§ SOURCE EXTRACT

Thanks, Doug. Mihai, we’re ready to proceed with the questions, please.

Operator

Operator

Yes, of course. First question comes from Maher Yaghi from Scotiabank. Please go ahead.

Maher Yaghi

Analyst

Great. Thank you for taking my question. Darren, can you provide some context around your wireless net adds in the quarter? I mean, I asked this because your numbers were strong even though you stayed pat on handset financing, sitting at a higher price point than your peers’ during the quarter. So what is it that allowed you to hit these numbers? And just as a follow-up on ARPU, you indicated that you expect ARPU to improve, Doug, next quarter. I’m trying to just understand what are the reasons behind the deterioration that we saw in Q3. Is it like mix shift, lower overage or a general decline in pricing across the different price points?

Darren Entwistle

Management

Given it’s his last investor call, I’ll give Jim the opportunity to hit the ball out of the park on this one as it relates to not just the loading answer, but the ARPU and the AMPU answer, why don’t you tackle both, Jim.

§ Excerpts from a pointing dataset
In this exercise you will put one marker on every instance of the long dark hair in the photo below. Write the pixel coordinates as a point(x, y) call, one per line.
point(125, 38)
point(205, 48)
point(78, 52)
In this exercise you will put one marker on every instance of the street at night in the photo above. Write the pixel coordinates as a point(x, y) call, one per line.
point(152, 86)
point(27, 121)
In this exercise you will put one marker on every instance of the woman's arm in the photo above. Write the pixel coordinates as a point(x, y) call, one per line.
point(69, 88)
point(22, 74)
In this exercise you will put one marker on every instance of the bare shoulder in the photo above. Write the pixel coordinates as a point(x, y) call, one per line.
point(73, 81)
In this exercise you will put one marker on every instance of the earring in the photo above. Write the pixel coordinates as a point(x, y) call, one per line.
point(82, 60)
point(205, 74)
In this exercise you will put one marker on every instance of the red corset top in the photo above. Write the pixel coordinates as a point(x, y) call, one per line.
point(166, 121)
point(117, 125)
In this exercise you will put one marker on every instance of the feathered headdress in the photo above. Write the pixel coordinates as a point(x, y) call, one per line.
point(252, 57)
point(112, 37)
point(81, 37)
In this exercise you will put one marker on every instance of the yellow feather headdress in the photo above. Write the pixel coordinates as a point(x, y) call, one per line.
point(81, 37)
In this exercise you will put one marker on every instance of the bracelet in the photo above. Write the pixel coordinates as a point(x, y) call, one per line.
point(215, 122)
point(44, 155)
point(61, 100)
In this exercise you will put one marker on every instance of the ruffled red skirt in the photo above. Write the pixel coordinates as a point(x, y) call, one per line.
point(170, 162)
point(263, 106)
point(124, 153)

§ WHAT THE EXERCISE ASKS
Please carry on the earnings call transcript, picking up right after its last sentence.

§ OUTPUT
Jim Senko

Management

Thank you. Firstly, I want to thank you, Darren, Zainul and Doug and TELUS. I’m completely humbled by the words today. I really appreciate that. So despite the highly competitive environment, we saw strong customer growth and accelerating AMPU or margin in the quarter. We had our best Q3 mobile phone nets, and we were up 10,000 year-over-year. And that was driven largely by the new to Canada loading and strong bundling. But also, we had best-ever connected device additions, which bodes well for future ARPU. And we do expect improving ARPU going into Q4. And that’s really being driven by two things. One is our step-up programs are gaining momentum and compounding. And we’re lapping aggressive rate promotions from last Q4. So when you look at the loading, we are seeing and expect to see newcomer growth to continue. And though that growth is lower in ARPU, it’s predominantly coming in our Public and Koodo brands, which are heavily digitized and have a lower cost to serve. When you look at it, Public Mobile, which we’re excited about, Public Mobile, but Public Mobile has no retail commissions, no call center costs and no subsidies. So we’re getting – we’re tapping into that volume, but our costs are coming down with that lower ARPU profile. We also are doing well and expect to continue to do well from bundling, which is driving great household churn outcomes, not just for mobility, but across all of our products, protecting both our wire line and wireless. And they also come with the characteristic of lower device subsidy, as Zainul talked about earlier. The combination of the subsidy discipline, bundling and digital customer experiences are driving the meaningful EBITDA flow-through in cash flow. And as Zainul mentioned earlier, our device subsidy is declining at…

Maher Yaghi

Analyst

Thanks, Jim. I think that covers it very, very well.

Jim Senko

Management

Thank you very much.

Robert Mitchell

Management

Thanks, Maher. Next question, please, Mihai.

Operator

Operator

Yes, of course. Next question comes from Vince Valentini. Please go ahead, Vince.

Vince Valentini

Analyst

Did I hear correctly that wireless EBITDA was up 4.2% year-over-year this quarter? Or was that some other metric?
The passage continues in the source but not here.